Data to use start

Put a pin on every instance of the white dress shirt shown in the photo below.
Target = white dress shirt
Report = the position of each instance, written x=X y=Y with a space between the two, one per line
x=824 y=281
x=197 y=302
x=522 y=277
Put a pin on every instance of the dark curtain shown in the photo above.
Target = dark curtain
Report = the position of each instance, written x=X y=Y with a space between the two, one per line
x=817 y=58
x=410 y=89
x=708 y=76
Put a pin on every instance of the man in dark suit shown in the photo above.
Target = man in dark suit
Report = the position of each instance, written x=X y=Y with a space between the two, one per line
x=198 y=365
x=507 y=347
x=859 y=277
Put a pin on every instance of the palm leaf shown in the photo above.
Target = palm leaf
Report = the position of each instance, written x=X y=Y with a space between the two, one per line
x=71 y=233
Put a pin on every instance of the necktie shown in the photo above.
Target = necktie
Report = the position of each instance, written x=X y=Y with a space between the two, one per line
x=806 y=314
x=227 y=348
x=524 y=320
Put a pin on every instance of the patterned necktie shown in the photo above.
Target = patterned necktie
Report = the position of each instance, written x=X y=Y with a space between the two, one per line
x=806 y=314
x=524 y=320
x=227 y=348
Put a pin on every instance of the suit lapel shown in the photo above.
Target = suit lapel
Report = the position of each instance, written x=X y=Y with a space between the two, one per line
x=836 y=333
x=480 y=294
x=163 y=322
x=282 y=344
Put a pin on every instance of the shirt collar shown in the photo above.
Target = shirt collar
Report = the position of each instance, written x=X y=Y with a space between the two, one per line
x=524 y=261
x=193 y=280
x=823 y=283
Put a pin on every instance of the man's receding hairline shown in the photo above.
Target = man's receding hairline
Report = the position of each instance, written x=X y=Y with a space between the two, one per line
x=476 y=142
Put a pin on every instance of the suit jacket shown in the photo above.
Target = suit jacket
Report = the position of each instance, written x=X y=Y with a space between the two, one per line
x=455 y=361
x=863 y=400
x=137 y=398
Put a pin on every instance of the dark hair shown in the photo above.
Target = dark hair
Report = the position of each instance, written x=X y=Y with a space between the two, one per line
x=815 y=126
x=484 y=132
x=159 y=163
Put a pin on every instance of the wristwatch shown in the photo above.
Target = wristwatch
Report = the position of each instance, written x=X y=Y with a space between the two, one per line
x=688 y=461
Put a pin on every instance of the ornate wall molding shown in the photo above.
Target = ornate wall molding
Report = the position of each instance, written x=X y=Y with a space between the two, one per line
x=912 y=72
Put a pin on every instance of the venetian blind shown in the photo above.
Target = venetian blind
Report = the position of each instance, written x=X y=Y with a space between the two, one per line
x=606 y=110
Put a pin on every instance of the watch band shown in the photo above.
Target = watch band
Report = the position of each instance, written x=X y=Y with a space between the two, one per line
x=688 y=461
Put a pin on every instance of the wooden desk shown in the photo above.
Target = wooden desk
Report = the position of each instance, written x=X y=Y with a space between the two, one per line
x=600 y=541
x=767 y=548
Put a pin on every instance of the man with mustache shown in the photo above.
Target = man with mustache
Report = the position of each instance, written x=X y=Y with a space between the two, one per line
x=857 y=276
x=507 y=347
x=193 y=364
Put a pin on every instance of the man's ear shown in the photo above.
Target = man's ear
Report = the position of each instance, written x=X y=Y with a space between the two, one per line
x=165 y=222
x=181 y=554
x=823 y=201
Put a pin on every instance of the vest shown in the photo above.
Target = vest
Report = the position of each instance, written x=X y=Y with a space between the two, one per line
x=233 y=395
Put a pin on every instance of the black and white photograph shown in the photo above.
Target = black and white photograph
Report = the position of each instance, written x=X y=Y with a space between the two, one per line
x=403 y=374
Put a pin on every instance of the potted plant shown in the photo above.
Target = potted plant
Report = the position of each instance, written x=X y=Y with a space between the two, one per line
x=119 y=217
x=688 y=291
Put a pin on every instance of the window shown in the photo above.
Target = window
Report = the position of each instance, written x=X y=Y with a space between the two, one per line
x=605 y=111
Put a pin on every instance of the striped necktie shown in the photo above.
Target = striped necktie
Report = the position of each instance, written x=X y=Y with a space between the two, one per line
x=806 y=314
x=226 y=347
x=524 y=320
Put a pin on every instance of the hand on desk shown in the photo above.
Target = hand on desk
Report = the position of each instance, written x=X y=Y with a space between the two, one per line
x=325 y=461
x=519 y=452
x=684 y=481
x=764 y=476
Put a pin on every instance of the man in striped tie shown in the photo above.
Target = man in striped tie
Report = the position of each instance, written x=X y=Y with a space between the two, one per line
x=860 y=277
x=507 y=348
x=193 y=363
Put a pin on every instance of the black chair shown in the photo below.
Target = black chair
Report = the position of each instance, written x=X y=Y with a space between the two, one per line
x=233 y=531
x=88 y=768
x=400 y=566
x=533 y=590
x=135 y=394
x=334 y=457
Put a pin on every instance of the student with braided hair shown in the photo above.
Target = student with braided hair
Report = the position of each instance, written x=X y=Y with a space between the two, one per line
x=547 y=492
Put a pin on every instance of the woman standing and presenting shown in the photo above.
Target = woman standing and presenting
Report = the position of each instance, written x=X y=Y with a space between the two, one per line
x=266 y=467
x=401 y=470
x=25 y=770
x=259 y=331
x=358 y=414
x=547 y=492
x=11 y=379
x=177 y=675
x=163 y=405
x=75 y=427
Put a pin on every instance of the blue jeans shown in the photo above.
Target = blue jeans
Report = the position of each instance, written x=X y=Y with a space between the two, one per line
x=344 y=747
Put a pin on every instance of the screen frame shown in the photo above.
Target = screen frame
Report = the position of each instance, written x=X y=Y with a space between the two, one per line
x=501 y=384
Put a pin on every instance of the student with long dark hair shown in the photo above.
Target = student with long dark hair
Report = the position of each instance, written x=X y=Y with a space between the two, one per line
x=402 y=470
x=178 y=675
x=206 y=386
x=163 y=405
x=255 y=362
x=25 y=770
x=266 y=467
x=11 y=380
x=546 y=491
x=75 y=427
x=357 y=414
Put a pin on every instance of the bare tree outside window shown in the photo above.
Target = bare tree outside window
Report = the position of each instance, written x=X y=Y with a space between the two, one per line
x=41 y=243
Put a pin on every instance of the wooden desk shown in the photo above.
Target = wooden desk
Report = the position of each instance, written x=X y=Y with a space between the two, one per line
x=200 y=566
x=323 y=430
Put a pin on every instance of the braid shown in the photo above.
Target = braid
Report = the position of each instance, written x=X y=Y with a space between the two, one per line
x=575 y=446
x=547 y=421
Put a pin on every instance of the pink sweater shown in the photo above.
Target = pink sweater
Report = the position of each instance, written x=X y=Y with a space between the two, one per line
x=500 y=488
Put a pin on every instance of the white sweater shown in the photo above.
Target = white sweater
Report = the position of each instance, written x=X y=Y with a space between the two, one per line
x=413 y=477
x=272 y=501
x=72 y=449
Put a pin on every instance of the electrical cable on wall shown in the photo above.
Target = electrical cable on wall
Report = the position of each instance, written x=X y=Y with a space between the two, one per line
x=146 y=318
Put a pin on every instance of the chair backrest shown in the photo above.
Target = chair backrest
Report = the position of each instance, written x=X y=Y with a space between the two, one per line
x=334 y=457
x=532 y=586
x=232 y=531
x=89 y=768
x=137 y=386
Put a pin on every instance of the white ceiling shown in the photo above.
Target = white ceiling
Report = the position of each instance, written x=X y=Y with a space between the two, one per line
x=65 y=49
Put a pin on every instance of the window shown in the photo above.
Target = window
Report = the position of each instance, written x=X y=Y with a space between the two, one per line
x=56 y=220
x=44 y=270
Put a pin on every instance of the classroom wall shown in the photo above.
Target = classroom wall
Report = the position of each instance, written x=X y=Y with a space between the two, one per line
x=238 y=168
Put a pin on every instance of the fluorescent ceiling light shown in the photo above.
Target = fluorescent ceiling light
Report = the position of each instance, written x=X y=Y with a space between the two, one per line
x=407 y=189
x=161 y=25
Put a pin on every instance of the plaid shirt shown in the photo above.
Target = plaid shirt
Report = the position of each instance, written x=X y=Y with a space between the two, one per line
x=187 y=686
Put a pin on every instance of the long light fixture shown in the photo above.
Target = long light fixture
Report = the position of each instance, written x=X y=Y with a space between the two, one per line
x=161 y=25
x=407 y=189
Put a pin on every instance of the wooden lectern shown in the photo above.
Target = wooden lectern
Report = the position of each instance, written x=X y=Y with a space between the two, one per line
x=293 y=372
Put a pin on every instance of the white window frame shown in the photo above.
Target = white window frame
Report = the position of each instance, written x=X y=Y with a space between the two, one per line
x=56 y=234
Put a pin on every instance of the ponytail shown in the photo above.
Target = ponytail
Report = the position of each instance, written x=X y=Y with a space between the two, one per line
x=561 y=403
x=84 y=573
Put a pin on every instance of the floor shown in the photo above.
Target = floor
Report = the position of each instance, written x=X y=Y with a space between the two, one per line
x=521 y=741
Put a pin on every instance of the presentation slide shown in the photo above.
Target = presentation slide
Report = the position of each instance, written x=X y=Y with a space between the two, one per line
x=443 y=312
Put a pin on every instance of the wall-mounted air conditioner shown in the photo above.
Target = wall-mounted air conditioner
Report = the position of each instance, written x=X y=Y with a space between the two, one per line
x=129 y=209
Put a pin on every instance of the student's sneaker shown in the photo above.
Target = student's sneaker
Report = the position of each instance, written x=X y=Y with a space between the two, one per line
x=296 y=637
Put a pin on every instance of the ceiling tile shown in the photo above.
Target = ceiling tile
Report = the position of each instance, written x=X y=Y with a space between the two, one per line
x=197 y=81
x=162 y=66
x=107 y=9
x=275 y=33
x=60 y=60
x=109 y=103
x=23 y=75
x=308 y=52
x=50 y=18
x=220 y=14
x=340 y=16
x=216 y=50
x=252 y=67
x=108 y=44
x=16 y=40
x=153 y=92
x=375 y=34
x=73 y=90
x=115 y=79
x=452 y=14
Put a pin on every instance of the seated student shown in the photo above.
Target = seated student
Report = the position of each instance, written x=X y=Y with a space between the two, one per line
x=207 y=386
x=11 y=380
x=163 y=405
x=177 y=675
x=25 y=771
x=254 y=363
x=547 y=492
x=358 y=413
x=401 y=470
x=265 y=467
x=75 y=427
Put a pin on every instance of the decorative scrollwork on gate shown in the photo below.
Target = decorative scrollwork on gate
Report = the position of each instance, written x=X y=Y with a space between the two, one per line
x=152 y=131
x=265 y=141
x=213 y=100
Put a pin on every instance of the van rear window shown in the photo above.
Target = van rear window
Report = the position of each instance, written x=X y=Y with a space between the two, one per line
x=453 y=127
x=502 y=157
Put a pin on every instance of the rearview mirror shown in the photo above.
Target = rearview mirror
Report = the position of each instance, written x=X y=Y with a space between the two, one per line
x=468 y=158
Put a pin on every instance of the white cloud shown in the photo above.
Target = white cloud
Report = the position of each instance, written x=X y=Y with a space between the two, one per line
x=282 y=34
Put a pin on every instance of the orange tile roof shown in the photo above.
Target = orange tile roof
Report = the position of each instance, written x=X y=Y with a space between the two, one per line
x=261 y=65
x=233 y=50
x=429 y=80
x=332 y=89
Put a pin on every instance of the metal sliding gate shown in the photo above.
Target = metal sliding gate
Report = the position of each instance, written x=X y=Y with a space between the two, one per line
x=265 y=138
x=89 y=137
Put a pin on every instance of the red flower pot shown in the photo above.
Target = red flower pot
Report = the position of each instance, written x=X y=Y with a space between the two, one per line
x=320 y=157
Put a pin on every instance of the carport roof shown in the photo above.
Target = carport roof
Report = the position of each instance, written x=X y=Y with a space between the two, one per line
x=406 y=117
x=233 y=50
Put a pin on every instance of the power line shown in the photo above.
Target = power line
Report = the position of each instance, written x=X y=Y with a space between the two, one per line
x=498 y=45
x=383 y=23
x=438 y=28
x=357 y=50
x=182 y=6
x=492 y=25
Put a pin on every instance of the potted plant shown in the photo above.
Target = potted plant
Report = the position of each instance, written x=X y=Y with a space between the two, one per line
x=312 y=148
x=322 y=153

Data to use end

= Requirements =
Copy out the items unchanged, beginning at the line that contains "Put a pin on every instance of the floor" and stopping after the line that contains "x=129 y=209".

= Solved problem =
Put a pin on every instance of the floor shown in the photo above.
Target = floor
Report = the position of each instance, written x=X y=Y with a space between the two, one per line
x=521 y=741
Put a pin on every instance of the presentation slide shown in the photo above.
Target = presentation slide
Report = the position of each instance, written x=X y=Y with a space between the two, one per line
x=443 y=312
Put a pin on every instance of the wall-mounted air conditioner shown in the photo above.
Target = wall-mounted air conditioner
Report = the position of each instance, written x=X y=Y with a space between the two, one per line
x=129 y=209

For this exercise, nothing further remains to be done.